Contact: Josh Holly; 202.226.3988
Washington D.C. – U.S. Rep. Duncan Hunter (R-CA), senior Republican on the House Armed Services Committee, delivered the following opening statement at today’s full committee hearing on domestic alternatives to the Guantanamo Bay (GTMO) detention facility and the Military Commissions Act of 2006:
“Thank you Mr. Chairman. I want to welcome our distinguished panel of outside experts – I look forward to your testimony.
“Over the last few years this Committee has spent a great deal of time focusing on our Global War on Terrorism detainee policy. The policy that this Committee advanced took into account that the war against terror has produced a new type of battlefield and a new type of enemy. In the last Congress, this Committee worked hard to pass the Detainee Treatment Act (DTA) and the Military Commissions Act (MCA), ensuring that the United States is able to detain, interrogate and try terrorists—and to do so in a manner that is consistent with the Constitution and the international Laws of War.
“I think we got it right. As we meet today, our detention policy is being executed in accordance with requirements of the DTA, MCA and the recently revised Army Field Manual. Similarly, the long awaited Military Commissions have begun, and accused terrorists, or unlawful enemy combatants, will now be tried for war crimes. A little more than five years after the horrific attacks of September 11th—the day al Qaeda declared a war against the United States—we are finally beginning to see our enemies brought to justice. There were challenges along the way, and through rigorous oversight, the Congress improved, and in many instances, changed the Administration’s policy. But, with the signing of the MCA this past October, we are finally moving forward.
“Mr. Chairman, I’ve taken the time to refer back to the work of the previous Congress to demonstrate that we have worked hard on the issue before the Committee today, and to say we should let the policy the Congress pushed forward in the DTA and MCA have a chance to work. Moreover, we should be careful not to take action that would have a chilling effect on the implementation of these polices.
“I note that today’s hearing is on the future of GTMO, and entertains possible alternatives for GTMO detention and interrogation facilities. We’ve been here before. Through briefings, hearings, and fact-finding visits to GTMO, I know that: 1) the detainees are treated in accordance with U.S. and international law; 2) the facility provides the highest level of security to ensure our enemies do not endanger American lives; and 3) we are able to conduct effective intelligence operations.

Directives ▸
1 > In the Guantanamo hearing statement, rewrite the span from "Contact: Josh Holly;" up to and including "to your testimony.", with "outside experts" changed to "independent experts".
2 > According to the Guantanamo hearing statement, which two laws did the Committee work to pass in the last Congress?

Data section ▸
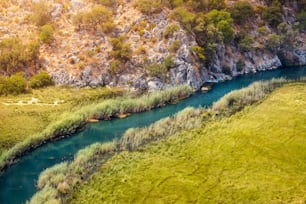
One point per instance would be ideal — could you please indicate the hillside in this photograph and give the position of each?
(255, 156)
(149, 45)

Task solutions ▸
1 >
Contact: Josh Holly; 202.226.3988
Washington D.C. – U.S. Rep. Duncan Hunter (R-CA), senior Republican on the House Armed Services Committee, delivered the following opening statement at today’s full committee hearing on domestic alternatives to the Guantanamo Bay (GTMO) detention facility and the Military Commissions Act of 2006:
“Thank you Mr. Chairman. I want to welcome our distinguished panel of independent experts – I look forward to your testimony.

2 > The Detainee Treatment Act (DTA) and the Military Commissions Act (MCA).